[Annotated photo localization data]
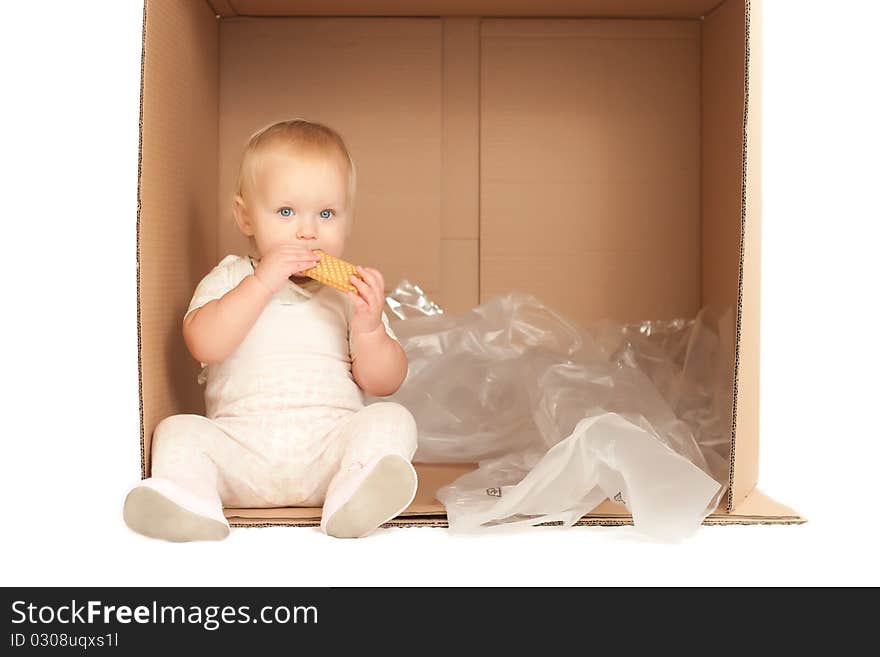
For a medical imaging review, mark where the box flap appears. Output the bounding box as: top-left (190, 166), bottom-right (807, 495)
top-left (732, 0), bottom-right (763, 510)
top-left (700, 0), bottom-right (762, 511)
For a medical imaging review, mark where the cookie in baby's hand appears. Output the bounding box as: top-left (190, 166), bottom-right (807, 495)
top-left (296, 249), bottom-right (361, 293)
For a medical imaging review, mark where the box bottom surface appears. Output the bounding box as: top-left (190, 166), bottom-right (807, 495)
top-left (223, 463), bottom-right (805, 528)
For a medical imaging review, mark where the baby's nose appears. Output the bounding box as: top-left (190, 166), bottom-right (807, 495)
top-left (297, 226), bottom-right (318, 239)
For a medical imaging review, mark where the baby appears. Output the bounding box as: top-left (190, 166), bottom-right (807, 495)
top-left (123, 119), bottom-right (419, 541)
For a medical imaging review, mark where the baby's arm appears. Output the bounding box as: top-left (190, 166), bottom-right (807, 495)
top-left (185, 246), bottom-right (320, 364)
top-left (351, 328), bottom-right (407, 397)
top-left (347, 265), bottom-right (408, 397)
top-left (183, 274), bottom-right (273, 365)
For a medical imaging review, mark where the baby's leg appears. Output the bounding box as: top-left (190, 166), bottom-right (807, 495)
top-left (123, 414), bottom-right (231, 542)
top-left (321, 402), bottom-right (419, 538)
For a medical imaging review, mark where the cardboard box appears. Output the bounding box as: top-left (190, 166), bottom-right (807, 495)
top-left (136, 0), bottom-right (804, 529)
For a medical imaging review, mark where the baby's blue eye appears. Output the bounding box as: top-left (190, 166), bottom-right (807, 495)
top-left (320, 209), bottom-right (334, 220)
top-left (278, 207), bottom-right (293, 218)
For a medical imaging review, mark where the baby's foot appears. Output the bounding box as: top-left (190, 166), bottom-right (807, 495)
top-left (321, 455), bottom-right (418, 539)
top-left (123, 477), bottom-right (230, 542)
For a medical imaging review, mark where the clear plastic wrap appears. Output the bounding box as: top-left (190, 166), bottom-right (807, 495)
top-left (384, 279), bottom-right (445, 321)
top-left (365, 282), bottom-right (734, 542)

**Task instructions:** Leave out the pictures and print every line of the data exactly.

**Problem solution:**
For a medical imaging review, mark where the box flap appears. Output the bounding box as: top-left (190, 166), bottom-right (807, 495)
top-left (732, 0), bottom-right (763, 510)
top-left (700, 0), bottom-right (762, 511)
For a medical imaging review, mark where the cookie in baby's hand appears. Output the bounding box as: top-left (190, 166), bottom-right (807, 495)
top-left (296, 249), bottom-right (361, 293)
For a medical imaging review, mark where the box bottom surface appears. Output the bounding box as: top-left (190, 166), bottom-right (807, 495)
top-left (223, 463), bottom-right (805, 528)
For a medical imaging review, mark where the baby's nose appears. Output the bounding box as: top-left (190, 166), bottom-right (807, 495)
top-left (297, 226), bottom-right (318, 239)
For a medical imaging review, mark where the baby appears. Output the bounding box as: top-left (190, 166), bottom-right (807, 495)
top-left (123, 119), bottom-right (419, 541)
For a medical imaging review, mark where the baby's arm appears. Output the bounding box as: top-left (190, 166), bottom-right (807, 495)
top-left (185, 246), bottom-right (320, 364)
top-left (351, 328), bottom-right (407, 397)
top-left (347, 265), bottom-right (408, 397)
top-left (183, 274), bottom-right (273, 365)
For a medical imaging review, mark where the baby's leg appears. Output the bounding box as: top-left (190, 166), bottom-right (807, 495)
top-left (123, 414), bottom-right (231, 542)
top-left (321, 402), bottom-right (419, 538)
For a medical imaging review, mark where the cardboard box appears. Output the bounding box as: top-left (190, 166), bottom-right (807, 495)
top-left (136, 0), bottom-right (804, 529)
For a medical imaging review, mark where the baby's blue eye appears. Output the bounding box as: top-left (190, 166), bottom-right (807, 495)
top-left (320, 209), bottom-right (334, 220)
top-left (278, 207), bottom-right (293, 218)
For a medical imaging review, mark where the baby's foot appears. Output the bounding box as: top-left (190, 166), bottom-right (807, 495)
top-left (321, 455), bottom-right (418, 539)
top-left (123, 477), bottom-right (230, 542)
For a medical imaging review, mark where the clear plastic wrap appears. Output the bounding box as: top-left (190, 166), bottom-right (807, 495)
top-left (384, 279), bottom-right (445, 321)
top-left (365, 282), bottom-right (734, 542)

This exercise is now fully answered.